**Exercise goal:** Write out each line below exactly as it appears.

══════════════════════════════

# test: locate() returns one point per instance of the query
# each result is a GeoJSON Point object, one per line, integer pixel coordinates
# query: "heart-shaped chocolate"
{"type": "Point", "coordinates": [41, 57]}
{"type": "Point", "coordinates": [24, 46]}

══════════════════════════════

**Response for this exercise:**
# test: locate() returns one point per instance of the query
# each result is a GeoJSON Point object, one per line, integer pixel coordinates
# query: "heart-shaped chocolate"
{"type": "Point", "coordinates": [41, 57]}
{"type": "Point", "coordinates": [24, 46]}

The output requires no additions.